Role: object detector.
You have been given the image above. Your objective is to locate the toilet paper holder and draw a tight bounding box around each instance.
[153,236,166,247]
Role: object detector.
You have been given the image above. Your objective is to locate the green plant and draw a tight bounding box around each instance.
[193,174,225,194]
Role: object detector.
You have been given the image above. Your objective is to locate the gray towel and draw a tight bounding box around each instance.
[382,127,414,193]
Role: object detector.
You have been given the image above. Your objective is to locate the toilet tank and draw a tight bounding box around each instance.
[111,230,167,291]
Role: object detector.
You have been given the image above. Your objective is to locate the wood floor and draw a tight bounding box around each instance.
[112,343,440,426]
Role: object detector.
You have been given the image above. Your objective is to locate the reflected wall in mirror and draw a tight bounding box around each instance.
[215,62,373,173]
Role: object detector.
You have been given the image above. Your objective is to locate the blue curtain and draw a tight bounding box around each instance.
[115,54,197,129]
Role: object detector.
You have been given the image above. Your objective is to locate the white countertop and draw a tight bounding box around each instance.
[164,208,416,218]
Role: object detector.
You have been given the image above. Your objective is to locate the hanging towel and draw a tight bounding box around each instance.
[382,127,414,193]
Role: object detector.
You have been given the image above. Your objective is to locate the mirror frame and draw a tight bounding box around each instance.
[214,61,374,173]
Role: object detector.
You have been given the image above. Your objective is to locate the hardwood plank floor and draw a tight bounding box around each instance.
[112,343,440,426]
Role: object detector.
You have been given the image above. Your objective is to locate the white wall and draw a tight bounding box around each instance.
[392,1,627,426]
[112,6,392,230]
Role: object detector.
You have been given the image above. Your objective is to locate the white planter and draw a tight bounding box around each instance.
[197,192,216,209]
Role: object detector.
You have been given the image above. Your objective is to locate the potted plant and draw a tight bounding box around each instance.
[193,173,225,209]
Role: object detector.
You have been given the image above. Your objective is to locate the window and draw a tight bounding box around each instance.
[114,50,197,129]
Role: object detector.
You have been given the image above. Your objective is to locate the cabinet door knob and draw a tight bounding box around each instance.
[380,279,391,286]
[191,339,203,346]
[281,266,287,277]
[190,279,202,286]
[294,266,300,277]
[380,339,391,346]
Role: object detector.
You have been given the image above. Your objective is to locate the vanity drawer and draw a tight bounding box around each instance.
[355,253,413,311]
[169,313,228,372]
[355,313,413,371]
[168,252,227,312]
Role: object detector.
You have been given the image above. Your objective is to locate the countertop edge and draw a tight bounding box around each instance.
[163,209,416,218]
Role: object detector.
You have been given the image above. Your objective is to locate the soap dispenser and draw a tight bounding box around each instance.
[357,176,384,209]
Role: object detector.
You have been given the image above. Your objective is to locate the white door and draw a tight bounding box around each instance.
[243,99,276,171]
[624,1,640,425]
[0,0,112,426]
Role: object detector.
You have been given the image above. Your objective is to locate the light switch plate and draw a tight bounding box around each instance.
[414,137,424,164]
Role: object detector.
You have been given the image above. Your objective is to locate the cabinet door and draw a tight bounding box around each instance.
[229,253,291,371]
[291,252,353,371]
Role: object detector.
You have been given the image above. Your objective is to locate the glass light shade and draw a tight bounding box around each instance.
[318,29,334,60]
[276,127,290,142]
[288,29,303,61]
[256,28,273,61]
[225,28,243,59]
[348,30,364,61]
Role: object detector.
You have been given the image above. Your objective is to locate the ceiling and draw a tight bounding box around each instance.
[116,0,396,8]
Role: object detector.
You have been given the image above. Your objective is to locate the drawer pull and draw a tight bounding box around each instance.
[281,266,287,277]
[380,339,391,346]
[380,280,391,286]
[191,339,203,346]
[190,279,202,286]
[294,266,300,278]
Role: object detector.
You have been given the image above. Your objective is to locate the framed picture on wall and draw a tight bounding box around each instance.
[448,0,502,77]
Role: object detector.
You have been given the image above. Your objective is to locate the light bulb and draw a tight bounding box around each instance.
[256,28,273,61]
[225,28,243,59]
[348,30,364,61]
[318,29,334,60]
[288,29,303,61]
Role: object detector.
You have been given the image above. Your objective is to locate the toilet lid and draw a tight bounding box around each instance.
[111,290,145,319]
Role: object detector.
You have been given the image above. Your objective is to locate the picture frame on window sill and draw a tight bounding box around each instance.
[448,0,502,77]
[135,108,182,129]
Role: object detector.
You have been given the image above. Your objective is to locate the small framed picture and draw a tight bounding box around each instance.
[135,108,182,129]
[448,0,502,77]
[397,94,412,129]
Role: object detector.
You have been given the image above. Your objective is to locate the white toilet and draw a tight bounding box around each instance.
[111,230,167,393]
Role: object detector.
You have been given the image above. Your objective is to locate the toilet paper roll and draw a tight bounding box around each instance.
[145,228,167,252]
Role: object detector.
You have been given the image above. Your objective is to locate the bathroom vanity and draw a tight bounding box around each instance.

◇ ◇ ◇

### WHAT IS NEEDED
The data above is to be restated line for line, word for word.

### PROBLEM SOLUTION
Role: object detector.
You have been given the image above. Your objective is to locate the toilet paper holder and draw a tight bounding box around each instance.
[153,236,166,247]
Role: object detector.
You have been given the image above. Your objective is to locate the green plant and draw a tight bounding box around each instance.
[193,174,225,194]
Role: object detector.
You have been given the image above. Your objective is to locate the gray towel and draw a tight bounding box around each instance.
[382,127,414,193]
Role: object detector.
You have been given the image above. Your objective is to locate the toilet tank and draw a tight bounding box around each instance.
[111,230,167,291]
Role: object detector.
You have been given the image above. Your objective is to locate the wood floor and draw a tight bounding box around each instance.
[112,343,440,426]
Role: object detector.
You have been given the image above. Your objective is to locate the reflected wall in mirror and draw a tight bounding box around each instance.
[215,62,373,173]
Role: object detector.
You have been given the image above. Your objective is to locate the blue curtain and draw a tight bounding box around each instance.
[115,54,197,129]
Role: object detector.
You have been given the image above. Your objective is to locate the white countertop and draw a tight bounding box around each instance.
[164,208,416,218]
Role: object detector.
You have been given the image above. Your objective is to locate the hanging towel and draw a tight bounding box around each instance.
[382,127,414,193]
Role: object detector.
You have been given the image above. Your objective is to locate the mirror frame and draw a tight bounding box around each instance.
[214,61,374,173]
Role: object detector.
You have been given the image above. Your objective is to locate the hardwood plank floor and draw a tight bounding box around each instance.
[112,343,440,426]
Role: object detector.
You have been given the image above. Your objective is to locate the white wall and draw a tight bounding box around each instance.
[392,1,627,426]
[112,6,392,230]
Role: object detector.
You have been given the image above. Your objective is to locate the white planter and draw a tight bounding box around each instance.
[197,192,216,209]
Role: object detector.
You have been given the image above. Your objective is to locate the potted plant and draw a tight bounding box around each instance.
[193,173,225,209]
Role: object detector.
You have been given the image above. Your objective is to locate the window and draw a tight bounding box around each instance.
[114,50,197,129]
Role: object detector.
You have been given the image above. Your objective is to locate the cabinet door knob and draw a tight bounding box around each instance.
[380,279,391,286]
[191,339,203,346]
[281,266,287,277]
[190,279,202,286]
[294,266,300,277]
[380,339,391,346]
Role: object detector.
You have been given the image above. Your objective is to locate the vanity drawer and draw a tight bounding box around each instance.
[355,253,413,311]
[169,313,228,372]
[355,313,413,371]
[168,252,227,312]
Role: object detector.
You have been given the image above. Your objective is to locate the countertop edge and draw a tight bounding box around each instance.
[163,209,416,218]
Role: object detector.
You have been given the image above. Your objective is to locate the soap dispenser and draw a tight bounding box around each instance.
[357,176,384,209]
Role: object detector.
You have been given the image above. Your objective is to locate the white door and draw a tight bounding box around each instance.
[243,99,276,171]
[624,1,640,425]
[0,0,112,426]
Role: object detector.
You have been given the image above. Your objective is to locate the light switch plate and draw a tight bounding box around each instance.
[414,137,424,164]
Role: object detector.
You have been given the image above. Your objective is to locate the cabinet door and draw a tight bounding box around each instance.
[229,253,291,371]
[291,252,353,371]
Role: object detector.
You have been given the image above. Your objective is to locate the glass light shade and draw a tight bounding box around each instance.
[318,29,334,60]
[276,127,290,142]
[288,29,303,61]
[256,28,273,61]
[225,28,243,59]
[348,30,364,61]
Role: object detector.
You have been given the image above. Your objective is to locate the ceiling and draw a tight bounding box around each instance.
[116,0,396,8]
Role: object detector.
You have been given the image above. Your objective is to locate the drawer pull and draw a tight bounding box around each instance.
[281,266,287,277]
[380,339,391,346]
[380,280,391,286]
[191,339,203,346]
[190,279,202,286]
[294,266,300,278]
Role: object detector.
You have been given the image above. Your objective is to locate the framed picture on wall and draw a tight bounding box around each instance.
[448,0,502,77]
Role: object detector.
You have been given the image above. Your objective is to locate the light bulb and draw a tight bounding box around each instance.
[256,28,273,61]
[225,28,243,59]
[348,30,364,61]
[318,29,334,60]
[288,29,303,61]
Role: object detector.
You have been given the image above. Your objective is to locate the toilet lid and draw a tight bounding box around each instance.
[111,290,145,319]
Role: object detector.
You have been given the image above. Your objective is to locate the picture frame on window sill and draw a tight bounding box around each instance.
[448,0,502,77]
[135,108,182,129]
Role: object detector.
You have been given the image above. Your objective is to locate the small framed picture and draw a tight bounding box around each instance.
[135,108,182,129]
[448,0,502,77]
[397,94,412,129]
Role: object detector.
You have been given the image above. Your objective is to locate the white toilet and draw a tight bounding box around each instance.
[111,230,167,393]
Role: object detector.
You have been given the image above. Your objective is to locate the toilet paper roll and draw a tight bounding box around each instance.
[145,228,167,252]
Role: object detector.
You have been given the image above. Your objective is to locate the bathroom vanity and draw a tight bounding box around each instance.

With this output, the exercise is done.